Dataset entries:
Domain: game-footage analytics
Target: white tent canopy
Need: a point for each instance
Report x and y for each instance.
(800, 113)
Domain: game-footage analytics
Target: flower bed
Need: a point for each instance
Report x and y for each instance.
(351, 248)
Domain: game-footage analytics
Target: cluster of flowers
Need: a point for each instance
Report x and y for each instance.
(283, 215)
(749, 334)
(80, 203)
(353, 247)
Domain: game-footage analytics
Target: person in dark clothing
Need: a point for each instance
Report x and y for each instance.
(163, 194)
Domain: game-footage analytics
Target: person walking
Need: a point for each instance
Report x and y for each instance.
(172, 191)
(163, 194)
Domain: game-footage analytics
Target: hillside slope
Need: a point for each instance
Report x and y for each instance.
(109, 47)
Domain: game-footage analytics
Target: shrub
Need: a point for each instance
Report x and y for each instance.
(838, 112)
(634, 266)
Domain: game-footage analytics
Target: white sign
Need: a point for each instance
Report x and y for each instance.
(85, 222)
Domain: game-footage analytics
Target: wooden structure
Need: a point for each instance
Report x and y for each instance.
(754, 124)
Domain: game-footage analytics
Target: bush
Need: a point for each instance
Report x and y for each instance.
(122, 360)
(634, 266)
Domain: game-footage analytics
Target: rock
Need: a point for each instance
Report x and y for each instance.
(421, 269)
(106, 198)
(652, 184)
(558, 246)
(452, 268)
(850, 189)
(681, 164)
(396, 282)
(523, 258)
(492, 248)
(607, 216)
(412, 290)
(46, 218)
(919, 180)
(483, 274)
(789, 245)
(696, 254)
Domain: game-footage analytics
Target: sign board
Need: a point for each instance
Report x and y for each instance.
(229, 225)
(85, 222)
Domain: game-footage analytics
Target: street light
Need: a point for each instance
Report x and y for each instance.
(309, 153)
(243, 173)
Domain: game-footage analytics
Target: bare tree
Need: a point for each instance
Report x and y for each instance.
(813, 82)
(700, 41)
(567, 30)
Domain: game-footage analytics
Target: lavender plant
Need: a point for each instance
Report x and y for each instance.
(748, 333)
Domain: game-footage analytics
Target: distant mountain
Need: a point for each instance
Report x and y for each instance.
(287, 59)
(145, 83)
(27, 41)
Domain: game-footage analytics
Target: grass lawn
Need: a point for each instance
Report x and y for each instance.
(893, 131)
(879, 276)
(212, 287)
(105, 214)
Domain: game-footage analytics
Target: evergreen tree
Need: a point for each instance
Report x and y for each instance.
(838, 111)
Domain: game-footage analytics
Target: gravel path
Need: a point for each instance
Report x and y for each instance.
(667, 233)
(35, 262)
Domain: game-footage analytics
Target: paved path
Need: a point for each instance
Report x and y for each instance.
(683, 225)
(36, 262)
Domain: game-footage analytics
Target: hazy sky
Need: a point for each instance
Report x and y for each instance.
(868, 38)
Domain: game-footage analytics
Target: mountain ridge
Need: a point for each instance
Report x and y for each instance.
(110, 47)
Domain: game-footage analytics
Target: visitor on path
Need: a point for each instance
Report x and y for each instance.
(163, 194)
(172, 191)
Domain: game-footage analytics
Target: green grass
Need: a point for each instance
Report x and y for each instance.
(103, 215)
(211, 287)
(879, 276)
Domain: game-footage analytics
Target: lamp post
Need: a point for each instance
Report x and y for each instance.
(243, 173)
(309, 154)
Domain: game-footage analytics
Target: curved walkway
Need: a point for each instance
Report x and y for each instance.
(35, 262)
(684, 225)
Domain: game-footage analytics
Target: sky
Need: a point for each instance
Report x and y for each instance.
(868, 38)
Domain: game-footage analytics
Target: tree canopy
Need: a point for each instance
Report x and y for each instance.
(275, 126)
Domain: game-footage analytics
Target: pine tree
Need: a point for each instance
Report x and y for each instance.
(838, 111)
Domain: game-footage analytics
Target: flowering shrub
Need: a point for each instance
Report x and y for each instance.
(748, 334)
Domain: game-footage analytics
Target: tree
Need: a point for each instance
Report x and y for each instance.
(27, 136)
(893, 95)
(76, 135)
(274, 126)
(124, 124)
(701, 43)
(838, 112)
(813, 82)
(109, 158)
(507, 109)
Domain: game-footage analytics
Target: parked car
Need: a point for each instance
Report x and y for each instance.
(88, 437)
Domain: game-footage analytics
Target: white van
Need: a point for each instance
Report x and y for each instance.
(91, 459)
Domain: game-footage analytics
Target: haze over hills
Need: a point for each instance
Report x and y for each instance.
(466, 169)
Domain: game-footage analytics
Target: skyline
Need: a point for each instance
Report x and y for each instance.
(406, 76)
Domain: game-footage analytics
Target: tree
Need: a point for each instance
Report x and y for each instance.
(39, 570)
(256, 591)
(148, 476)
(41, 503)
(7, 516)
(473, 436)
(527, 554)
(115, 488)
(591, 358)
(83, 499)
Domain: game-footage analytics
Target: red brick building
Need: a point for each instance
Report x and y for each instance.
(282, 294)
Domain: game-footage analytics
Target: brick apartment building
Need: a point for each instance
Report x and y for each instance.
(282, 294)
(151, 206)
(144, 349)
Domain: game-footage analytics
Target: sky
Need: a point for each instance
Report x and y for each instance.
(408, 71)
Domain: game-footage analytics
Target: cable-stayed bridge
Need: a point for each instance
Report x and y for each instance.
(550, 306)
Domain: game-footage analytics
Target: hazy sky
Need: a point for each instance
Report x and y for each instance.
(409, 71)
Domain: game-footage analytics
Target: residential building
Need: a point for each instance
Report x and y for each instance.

Required work: Take the material above and return all of it exactly.

Complete response:
Domain: game-footage analytics
Target: white tent canopy
Need: a point for each instance
Report x and y for each instance.
(800, 113)
Domain: game-footage analytics
Target: flower bed
Need: a point for each instance
Report x and y for each instance.
(351, 248)
Domain: game-footage analytics
Target: cluster of flowers
Need: a point for each instance
Report x and y for each instance.
(283, 215)
(749, 334)
(80, 203)
(353, 247)
Domain: game-footage analytics
Target: person in dark clothing
Need: a point for each instance
Report x and y for each instance.
(163, 194)
Domain: game-footage analytics
Target: person walking
Need: a point for each instance
Report x and y for each instance.
(172, 191)
(163, 194)
Domain: game-footage analytics
Target: hillside slope
Need: a point for each instance
Report x and y for each instance.
(109, 47)
Domain: game-footage analytics
Target: shrub
Need: a point for each instance
Report x and y for each instance.
(838, 112)
(634, 266)
Domain: game-footage analytics
Target: white sign
Need: a point for each instance
Report x and y for each instance.
(85, 222)
Domain: game-footage analytics
Target: wooden structure
Need: a point for each instance
Report x and y for each instance.
(754, 124)
Domain: game-footage analytics
Target: bush
Need: a point for each instance
Report x and y for each instance.
(122, 360)
(634, 266)
Domain: game-footage analytics
Target: rock
Need: a point for each instance
Report x and y for each instance.
(421, 269)
(106, 198)
(652, 184)
(558, 246)
(452, 268)
(850, 189)
(681, 164)
(396, 282)
(523, 258)
(492, 248)
(607, 216)
(412, 290)
(46, 218)
(919, 180)
(483, 274)
(789, 245)
(696, 254)
Domain: game-footage analytics
Target: sign board
Need: a point for each instance
Report x and y for each instance.
(229, 225)
(85, 222)
Domain: game-footage analytics
Target: street light
Need: a point for each instance
Report x and y for each instance.
(309, 153)
(243, 173)
Domain: game-footage analytics
Target: bare tree
Need: a point for each instance
Report x and y for each instance.
(813, 82)
(700, 41)
(567, 30)
Domain: game-footage analytics
Target: lavender plant
Need: a point for each instance
Report x and y for each instance.
(748, 333)
Domain: game-footage analytics
Target: distant mountain
Need: a point for each instance
Report x and y for each instance.
(287, 59)
(145, 83)
(27, 41)
Domain: game-footage analytics
Target: grass lawn
Need: a point for each instance
Report x and y for each instance.
(893, 131)
(879, 276)
(212, 287)
(105, 214)
Domain: game-footage analytics
Target: evergreen tree
Need: a point for each instance
Report x and y for each instance.
(838, 111)
Domain: game-footage analytics
Target: gravel path
Need: a point for each instance
Report x and y for each instance.
(667, 233)
(35, 262)
Domain: game-footage analytics
Target: paved path
Need: a point for each instance
Report x and y for each instance.
(683, 225)
(36, 262)
Domain: game-footage analytics
Target: hazy sky
Need: a point for each instance
Report x and y for each instance.
(868, 38)
Domain: game-footage analytics
Target: mountain ridge
Need: a point for each instance
Report x and y for each instance.
(110, 47)
Domain: game-footage analytics
Target: visitor on path
Need: a point for each instance
Report x and y for each instance.
(163, 194)
(172, 191)
Domain: game-footage analytics
Target: green grass
Need: a point for each instance
Report x and y for each instance.
(103, 215)
(211, 287)
(879, 276)
Domain: game-footage analytics
Target: lamp post
Need: a point for each instance
Report x and y for each instance.
(243, 173)
(309, 154)
Domain: game-footage analytics
Target: curved walkway
Need: a point for each instance
Report x and y for each instance.
(35, 262)
(684, 225)
Domain: game-footage analytics
Target: sky
Need: a point for each instance
Report x and y for each instance.
(868, 38)
Domain: game-footage analytics
Target: tree canopy
Need: a point for each instance
Report x and y for each instance.
(275, 126)
Domain: game-footage analytics
Target: pine tree
Need: a point for each instance
Report x and y for each instance.
(838, 111)
Domain: game-footage analytics
Target: flowering shrub
Need: a point for each instance
Report x and y for each instance.
(748, 334)
Domain: game-footage analytics
Target: tree
Need: a point for each instance
Report x and y for each instance.
(27, 136)
(893, 95)
(76, 135)
(274, 126)
(124, 124)
(701, 43)
(838, 112)
(813, 82)
(109, 158)
(507, 109)
Domain: game-footage analytics
Target: parked car
Need: a point for each instance
Report x and y for each instance.
(88, 437)
Domain: game-footage analytics
Target: white van
Need: a point for each instance
Report x and y for each instance.
(91, 459)
Domain: game-footage analytics
Target: haze over hills
Need: a point for each instance
Report x and y for each instance.
(466, 169)
Domain: game-footage analytics
Target: skyline
Need: a point for each instance
Report x and y for each instance.
(406, 76)
Domain: game-footage analytics
Target: tree
Need: a point for each instance
Report x and y for each instance.
(39, 570)
(256, 591)
(148, 476)
(41, 503)
(7, 516)
(473, 436)
(527, 554)
(115, 488)
(591, 358)
(83, 499)
Domain: game-footage analytics
Target: red brick building
Need: a point for each instance
Report x and y for each instance.
(282, 294)
Domain: game-footage analytics
Target: brick apartment building
Need: a point for each instance
Report x and y for each instance.
(282, 294)
(151, 206)
(144, 349)
Domain: game-footage analytics
Target: sky
Need: a point for each instance
Report x and y for each instance.
(408, 71)
Domain: game-footage analytics
Target: cable-stayed bridge
Need: a point for each instance
Report x and y for each instance.
(550, 306)
Domain: game-footage analytics
Target: hazy sky
Need: a point for each instance
Report x and y for each instance.
(409, 71)
Domain: game-footage analytics
Target: residential building
Need: a point for each instance
Report x and y for each instance.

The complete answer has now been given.